- 抜粋
● ● ●

Fortran プログラミング (その2)


今日の内容

今日は Fortran プログラミング演習の2回目です。今日は、データの型、繰り返し(ループ)処理について勉強します。

Fortran は教科書には記載されていません。練習問題のサンプルプログラムとその解説が教科書代わりです。これらを熟読すれば提出課題はできます。必ずよく読んで実行し、理解するようにしなさい。また以下のサイトが参考になるので、必要に応じて参照しなさい。


今日の演習

プログラムで用いるすべての変数は、それがどの種類のデータを表すのかによって「型」をもっており、一般にどの型として使用するのかプログラムのはじめであらかじめ宣言しておく必要がある。
また、数値データは型によって処理に違いがあるので、これも十分理解しておく必要がある。
演算を行う際、実数(型データ)は有限長さの2進数で内部表現されるため、一般に必ず誤差をともなうことも理解しておく必要がある。

1.実数型、整数型の表現方法
実数型の整数を表すときは、2.0 や2. など小数点をつけて表現する。整数型の表現は、2 など小数点をつけない。

● ● ●

- 課題の目的
抜粋の「Fortran は教科書には」で始まり「や2. など小数点をつけて表現する。整数型の表現は、2 など小数点をつけない。」まで続く部分を、「教科書」を「テキスト」に置き換えて書き直してください。 この後に続く項目は、参照しなくてもかまいません。

● ● ●

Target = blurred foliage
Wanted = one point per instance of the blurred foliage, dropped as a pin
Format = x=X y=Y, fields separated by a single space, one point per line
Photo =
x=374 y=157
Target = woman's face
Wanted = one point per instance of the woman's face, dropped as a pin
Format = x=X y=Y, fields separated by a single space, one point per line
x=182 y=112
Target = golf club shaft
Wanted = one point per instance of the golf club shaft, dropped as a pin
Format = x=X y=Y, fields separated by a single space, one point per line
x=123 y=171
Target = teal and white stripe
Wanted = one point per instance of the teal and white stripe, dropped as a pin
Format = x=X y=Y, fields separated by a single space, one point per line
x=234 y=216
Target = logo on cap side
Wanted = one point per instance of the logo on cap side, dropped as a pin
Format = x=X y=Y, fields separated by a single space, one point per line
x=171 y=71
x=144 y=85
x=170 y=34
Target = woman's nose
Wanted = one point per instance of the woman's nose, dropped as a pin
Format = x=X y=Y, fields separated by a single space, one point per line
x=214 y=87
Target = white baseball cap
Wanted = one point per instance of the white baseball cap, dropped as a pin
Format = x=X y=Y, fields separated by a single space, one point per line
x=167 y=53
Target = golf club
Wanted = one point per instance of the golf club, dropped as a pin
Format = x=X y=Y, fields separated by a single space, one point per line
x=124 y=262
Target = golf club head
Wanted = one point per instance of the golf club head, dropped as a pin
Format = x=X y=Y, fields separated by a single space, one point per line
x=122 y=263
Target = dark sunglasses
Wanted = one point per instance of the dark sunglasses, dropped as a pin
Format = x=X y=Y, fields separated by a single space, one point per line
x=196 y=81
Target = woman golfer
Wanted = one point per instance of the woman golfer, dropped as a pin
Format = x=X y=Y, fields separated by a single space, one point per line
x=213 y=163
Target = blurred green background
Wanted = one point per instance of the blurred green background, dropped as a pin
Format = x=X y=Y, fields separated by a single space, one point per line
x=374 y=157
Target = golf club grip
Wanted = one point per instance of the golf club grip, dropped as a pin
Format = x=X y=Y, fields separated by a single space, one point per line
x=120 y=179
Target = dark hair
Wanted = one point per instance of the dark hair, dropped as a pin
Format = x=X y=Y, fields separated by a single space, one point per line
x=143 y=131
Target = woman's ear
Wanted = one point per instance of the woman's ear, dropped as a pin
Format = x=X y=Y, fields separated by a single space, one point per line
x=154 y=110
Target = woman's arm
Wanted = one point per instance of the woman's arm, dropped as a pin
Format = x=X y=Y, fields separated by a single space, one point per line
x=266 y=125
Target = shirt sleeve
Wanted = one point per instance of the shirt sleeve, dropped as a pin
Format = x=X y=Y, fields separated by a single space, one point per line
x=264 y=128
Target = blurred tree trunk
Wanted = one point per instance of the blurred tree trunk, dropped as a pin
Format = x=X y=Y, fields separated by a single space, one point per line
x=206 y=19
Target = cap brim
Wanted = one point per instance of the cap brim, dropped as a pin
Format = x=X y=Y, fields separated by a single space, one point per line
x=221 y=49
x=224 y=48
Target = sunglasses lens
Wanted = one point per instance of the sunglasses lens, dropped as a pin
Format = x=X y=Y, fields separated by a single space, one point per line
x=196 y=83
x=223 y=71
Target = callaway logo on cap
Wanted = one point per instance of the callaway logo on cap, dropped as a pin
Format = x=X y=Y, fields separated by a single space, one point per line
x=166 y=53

● ● ●

- 結果は以下
Fortran はテキストには記載されていません。練習問題のサンプルプログラムとその解説がテキスト代わりです。これらを熟読すれば提出課題はできます。必ずよく読んで実行し、理解するようにしなさい。また以下のサイトが参考になるので、必要に応じて参照しなさい。


今日の演習

プログラムで用いるすべての変数は、それがどの種類のデータを表すのかによって「型」をもっており、一般にどの型として使用するのかプログラムのはじめであらかじめ宣言しておく必要がある。
また、数値データは型によって処理に違いがあるので、これも十分理解しておく必要がある。
演算を行う際、実数(型データ)は有限長さの2進数で内部表現されるため、一般に必ず誤差をともなうことも理解しておく必要がある。

1.実数型、整数型の表現方法
実数型の整数を表すときは、2.0 や2. など小数点をつけて表現する。整数型の表現は、2 など小数点をつけない。